> **Directive 1**: In the interview about big data tools, what does Beam use instead of Arrow?
> **Directive 2**: Extend the interview about big data tools from its last line.

> **Article**:
• • •
HOLDEN: Yeah, so it doesn't mean that we can necessarily use those languages together in SPARC. We can use both Python and R. In Beam, there's actually interesting work being done to add support for Go, which is actually something that I demoed yesterday at Flank Forward. Word Count is the best demo ever at a big data conference. We counted a lot of words, genuine big data.

So Beam doesn't actually depend on Arrow. Because Beam has this sort of Google lineage, it actually uses flat buffers and other things like this, which are very similar to Arrow, but, you know, have a slightly different and pretty uninteresting ways, unless you really like C++ code, which is fine, too.

It's more or less unrelated, but they're following similar approaches. And just because we have a common format to get the data between each other, there's this other sort of challenge where we have to figure out a way to take our functions and serialize them, and send them across the wire and deal with that in a nice way for execution on another machine. And so in Python, that's a moderate amount of work, and we use like a weird custom serializer to make it happen. In Go, it's also a non-trivial amount of work.

And so, there's other problems that have to be solved to make a language work here. But having a common data format is one of the prerequisites. So it's exciting to see that part get unlocked for more languages.

MARK: Nice. For someone who hasn't touched SPARC or Beam, what does the development cycle look like? How does that whole process go? If I'm like, I have some data and I want to process it to either learn something about it, or change it, what does that look like?

HOLDEN: So they actually have slightly different processes, as common sort of first paths. In SPARC, it's really common to get started by opening up a Notebook and sort of just poking at your data for a while, to be like, I wonder, maybe it does-- no, that doesn't work. OK, what about this? And it's a very iterative nature.

That tends to be more for Python and Scala developers. Java developers, you know, you open up a new project, you make a Jar, you submit it to the cluster. You take a look at it. And it's a little more heavyweight when you're working in Java. And it's also a little more heavyweight when my cost to test something out is compiling my project and submitting the Jar. Even though it may take similar amounts of time, the mental overhead is more than Shift Enter.

And so for Java developers, it tends to be more like, you'll print out your schemas, you'll look at it, you'll make a quick test pipeline. And then you'll sample the data and run it through to see what happens. And with Python and Scala developers, in the SPARC line, you tend to use a Notebook and sort of poke at it that way.

MARK: So more like an online REPL type thing.

HOLDEN: Yeah.

MARK: Nice.
• • •
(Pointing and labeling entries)
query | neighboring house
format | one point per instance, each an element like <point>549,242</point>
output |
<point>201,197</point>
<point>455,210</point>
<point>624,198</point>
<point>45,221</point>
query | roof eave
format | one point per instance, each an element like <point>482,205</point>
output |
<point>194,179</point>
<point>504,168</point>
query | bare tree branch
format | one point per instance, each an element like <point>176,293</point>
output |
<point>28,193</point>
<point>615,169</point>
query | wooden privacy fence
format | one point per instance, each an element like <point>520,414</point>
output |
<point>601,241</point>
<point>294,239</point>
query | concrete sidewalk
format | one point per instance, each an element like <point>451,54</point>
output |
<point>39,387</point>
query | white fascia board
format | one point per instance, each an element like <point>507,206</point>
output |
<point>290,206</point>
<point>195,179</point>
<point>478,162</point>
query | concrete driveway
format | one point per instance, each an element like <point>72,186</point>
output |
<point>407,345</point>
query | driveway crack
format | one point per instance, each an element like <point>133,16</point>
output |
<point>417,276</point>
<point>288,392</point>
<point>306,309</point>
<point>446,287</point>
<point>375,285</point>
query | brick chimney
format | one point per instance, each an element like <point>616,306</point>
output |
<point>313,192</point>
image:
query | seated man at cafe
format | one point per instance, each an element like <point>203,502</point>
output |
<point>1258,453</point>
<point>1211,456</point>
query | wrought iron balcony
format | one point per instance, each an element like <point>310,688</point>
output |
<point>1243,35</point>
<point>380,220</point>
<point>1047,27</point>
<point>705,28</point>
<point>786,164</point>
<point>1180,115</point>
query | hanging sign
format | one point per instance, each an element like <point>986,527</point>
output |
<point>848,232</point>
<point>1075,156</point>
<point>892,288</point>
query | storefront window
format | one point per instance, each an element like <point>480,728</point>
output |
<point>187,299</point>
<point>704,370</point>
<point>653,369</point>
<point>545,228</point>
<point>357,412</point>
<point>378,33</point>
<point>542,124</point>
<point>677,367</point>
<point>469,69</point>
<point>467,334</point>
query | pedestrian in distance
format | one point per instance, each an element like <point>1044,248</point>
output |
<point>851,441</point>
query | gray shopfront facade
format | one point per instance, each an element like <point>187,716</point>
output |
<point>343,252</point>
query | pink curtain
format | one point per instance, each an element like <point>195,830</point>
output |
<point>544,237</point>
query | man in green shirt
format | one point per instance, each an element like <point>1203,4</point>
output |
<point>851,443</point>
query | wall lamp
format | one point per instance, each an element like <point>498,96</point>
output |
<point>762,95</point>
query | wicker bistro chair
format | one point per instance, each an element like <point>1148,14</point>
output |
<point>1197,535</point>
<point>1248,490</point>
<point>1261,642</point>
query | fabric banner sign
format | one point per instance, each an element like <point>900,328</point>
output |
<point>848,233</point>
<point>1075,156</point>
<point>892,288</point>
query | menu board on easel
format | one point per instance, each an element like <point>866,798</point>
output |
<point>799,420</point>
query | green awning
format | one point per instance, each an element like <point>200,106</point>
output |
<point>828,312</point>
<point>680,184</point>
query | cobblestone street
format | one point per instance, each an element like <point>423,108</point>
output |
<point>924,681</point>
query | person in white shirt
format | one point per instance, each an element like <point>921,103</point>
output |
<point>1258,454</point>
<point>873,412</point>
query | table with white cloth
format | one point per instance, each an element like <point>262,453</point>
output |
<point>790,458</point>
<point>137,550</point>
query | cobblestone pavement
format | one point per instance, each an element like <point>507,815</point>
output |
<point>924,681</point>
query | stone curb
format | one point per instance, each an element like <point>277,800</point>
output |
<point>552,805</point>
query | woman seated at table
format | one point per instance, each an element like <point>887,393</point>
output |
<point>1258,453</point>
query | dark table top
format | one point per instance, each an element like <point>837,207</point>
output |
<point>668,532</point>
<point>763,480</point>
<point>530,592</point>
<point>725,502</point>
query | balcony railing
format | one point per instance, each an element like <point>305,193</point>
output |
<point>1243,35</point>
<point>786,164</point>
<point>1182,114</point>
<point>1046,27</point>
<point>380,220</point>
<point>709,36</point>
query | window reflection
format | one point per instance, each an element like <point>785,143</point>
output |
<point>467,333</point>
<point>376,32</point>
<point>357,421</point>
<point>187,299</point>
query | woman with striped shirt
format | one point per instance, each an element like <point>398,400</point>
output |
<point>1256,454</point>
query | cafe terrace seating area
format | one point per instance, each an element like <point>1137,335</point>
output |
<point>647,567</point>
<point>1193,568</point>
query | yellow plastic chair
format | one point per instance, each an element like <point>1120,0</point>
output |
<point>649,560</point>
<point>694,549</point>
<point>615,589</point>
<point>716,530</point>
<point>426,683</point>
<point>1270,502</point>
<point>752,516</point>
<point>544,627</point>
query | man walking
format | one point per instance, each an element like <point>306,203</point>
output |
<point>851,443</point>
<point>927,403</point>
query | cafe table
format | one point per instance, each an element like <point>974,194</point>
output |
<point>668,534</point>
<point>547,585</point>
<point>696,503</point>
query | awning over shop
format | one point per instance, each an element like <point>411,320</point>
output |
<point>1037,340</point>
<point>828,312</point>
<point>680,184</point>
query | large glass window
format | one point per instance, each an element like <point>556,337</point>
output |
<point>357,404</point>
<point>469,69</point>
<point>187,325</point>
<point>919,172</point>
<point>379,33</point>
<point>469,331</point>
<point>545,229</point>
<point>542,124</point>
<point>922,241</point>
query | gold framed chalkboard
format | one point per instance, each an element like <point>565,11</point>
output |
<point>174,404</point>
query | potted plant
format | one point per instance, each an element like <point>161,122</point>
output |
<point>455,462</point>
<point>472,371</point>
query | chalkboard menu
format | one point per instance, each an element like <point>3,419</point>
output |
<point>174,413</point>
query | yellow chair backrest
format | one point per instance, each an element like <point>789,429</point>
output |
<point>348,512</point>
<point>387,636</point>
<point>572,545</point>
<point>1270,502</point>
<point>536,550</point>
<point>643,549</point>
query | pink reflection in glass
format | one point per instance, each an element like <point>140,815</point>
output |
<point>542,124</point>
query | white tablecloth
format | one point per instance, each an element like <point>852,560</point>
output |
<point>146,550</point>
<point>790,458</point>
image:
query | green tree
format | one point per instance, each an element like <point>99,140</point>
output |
• • •
> **Exercise answer 1**: Beam uses flat buffers and similar tools.

> **Exercise answer 2**:
HOLDEN: And in the Beam line, the online REPL thing, not so happy just yet.

MARK: OK.

HOLDEN: It's more focused around sort of traditional jobs where you submit, you know, a package to the cluster.

MARK: So basically, I write some code in some language, I submit it to the cluster, and it's the clusters job that splits that up and paralyzes that work?

HOLDEN: Yeah, totally. If you really want, you can do things slightly differently. One of the things which I do, because I travel so much, is I'll also, if I'm working with non-sensitive data, I'll sample my data and save it locally to my machine. And then both Beam and SPARC have this concept of a local mode runner, where you can just run your stuff against a local copy of your data to just check and make sure that it works. So you know, your development cycle isn't super long. You're not always having to submit something to the cluster. You can just try stuff out locally before you run it on your genuine big data. There's air quotes around that, just to clarify.

MELANIE: Nice. What type of machine learning options are there?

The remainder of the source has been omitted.